Point-per-instance localization data

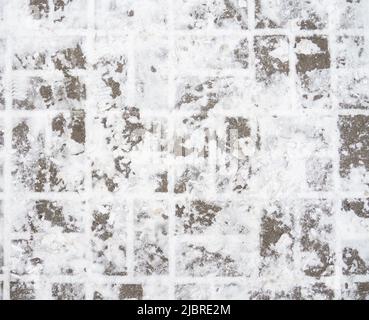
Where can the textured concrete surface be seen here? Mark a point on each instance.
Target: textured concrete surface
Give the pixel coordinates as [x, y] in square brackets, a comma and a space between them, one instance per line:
[184, 149]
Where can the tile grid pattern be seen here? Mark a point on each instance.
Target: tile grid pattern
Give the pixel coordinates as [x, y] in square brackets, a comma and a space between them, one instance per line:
[181, 283]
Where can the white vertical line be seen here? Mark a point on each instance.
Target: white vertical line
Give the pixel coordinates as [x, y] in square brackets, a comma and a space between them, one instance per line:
[131, 100]
[335, 147]
[7, 166]
[170, 148]
[89, 112]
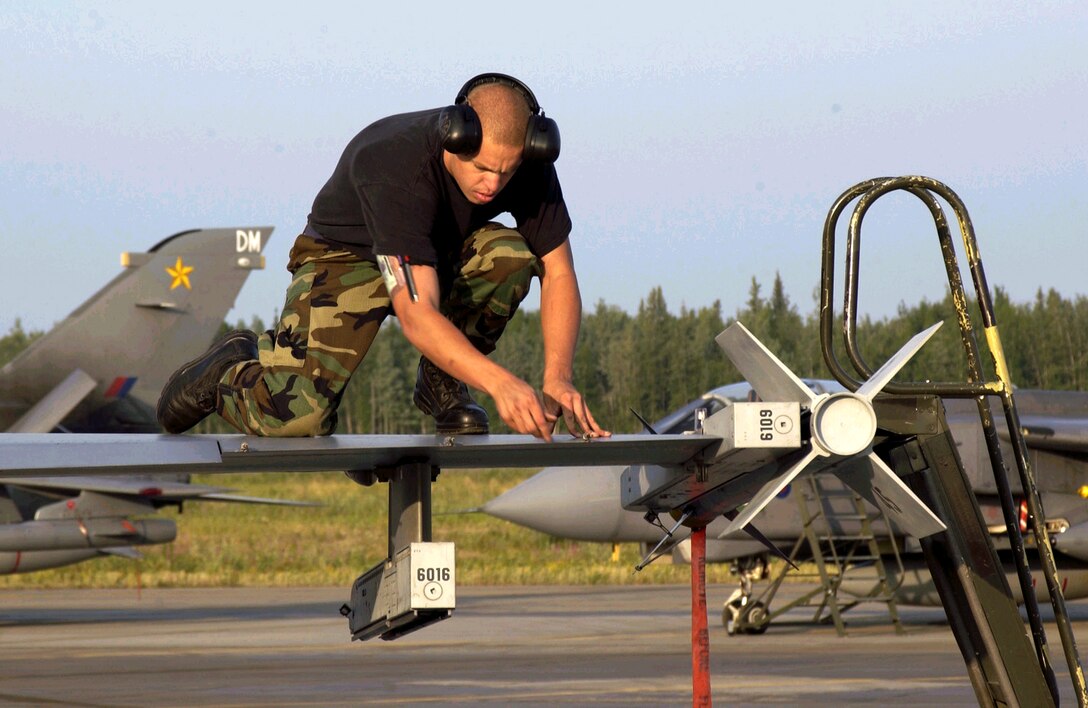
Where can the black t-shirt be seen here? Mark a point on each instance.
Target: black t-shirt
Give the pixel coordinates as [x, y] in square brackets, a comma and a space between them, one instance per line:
[391, 195]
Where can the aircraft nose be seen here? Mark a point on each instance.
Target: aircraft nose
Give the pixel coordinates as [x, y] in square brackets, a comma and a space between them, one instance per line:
[571, 502]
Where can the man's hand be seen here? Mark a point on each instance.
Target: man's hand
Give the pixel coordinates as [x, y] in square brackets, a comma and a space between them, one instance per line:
[520, 407]
[564, 399]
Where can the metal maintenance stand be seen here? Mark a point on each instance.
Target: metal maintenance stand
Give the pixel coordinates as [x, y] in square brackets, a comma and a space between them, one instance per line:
[416, 584]
[963, 562]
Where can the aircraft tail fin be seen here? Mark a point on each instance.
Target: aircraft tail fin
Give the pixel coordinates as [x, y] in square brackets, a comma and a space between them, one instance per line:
[163, 309]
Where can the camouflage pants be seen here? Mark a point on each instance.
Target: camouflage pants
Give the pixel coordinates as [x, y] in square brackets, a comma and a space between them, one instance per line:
[334, 308]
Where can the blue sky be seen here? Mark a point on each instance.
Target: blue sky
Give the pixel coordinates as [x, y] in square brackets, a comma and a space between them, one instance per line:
[703, 143]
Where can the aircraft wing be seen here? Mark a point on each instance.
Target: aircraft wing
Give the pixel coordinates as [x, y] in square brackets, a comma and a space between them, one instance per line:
[47, 455]
[152, 491]
[1052, 433]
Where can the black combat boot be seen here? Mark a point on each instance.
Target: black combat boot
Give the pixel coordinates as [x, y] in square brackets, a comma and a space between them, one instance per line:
[447, 399]
[190, 394]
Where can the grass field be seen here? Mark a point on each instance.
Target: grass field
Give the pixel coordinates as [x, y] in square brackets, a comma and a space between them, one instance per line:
[249, 545]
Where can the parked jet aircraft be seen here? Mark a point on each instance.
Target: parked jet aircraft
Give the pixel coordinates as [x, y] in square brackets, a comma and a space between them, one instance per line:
[100, 371]
[581, 502]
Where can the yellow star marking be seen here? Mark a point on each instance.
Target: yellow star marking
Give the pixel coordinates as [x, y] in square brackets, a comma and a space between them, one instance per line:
[181, 274]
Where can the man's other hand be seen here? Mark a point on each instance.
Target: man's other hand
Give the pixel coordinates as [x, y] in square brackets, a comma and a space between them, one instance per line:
[564, 400]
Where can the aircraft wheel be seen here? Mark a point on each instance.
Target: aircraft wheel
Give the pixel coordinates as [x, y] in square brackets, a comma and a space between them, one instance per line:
[730, 615]
[755, 619]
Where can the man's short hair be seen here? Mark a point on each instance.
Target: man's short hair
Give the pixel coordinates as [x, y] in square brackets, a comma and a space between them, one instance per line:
[504, 113]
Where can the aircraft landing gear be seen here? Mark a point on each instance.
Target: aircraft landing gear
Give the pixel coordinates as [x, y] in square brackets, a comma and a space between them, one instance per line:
[740, 613]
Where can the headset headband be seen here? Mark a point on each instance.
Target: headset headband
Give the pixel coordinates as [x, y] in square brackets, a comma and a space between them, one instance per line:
[492, 77]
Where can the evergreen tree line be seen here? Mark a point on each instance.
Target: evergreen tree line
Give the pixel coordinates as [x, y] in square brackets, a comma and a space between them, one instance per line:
[653, 361]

TASK
Which lines of the records above contain the word "headset"? Report each one.

RESULT
Where can the headset headband be seen here? Mark a point on each instance.
Target: headset headband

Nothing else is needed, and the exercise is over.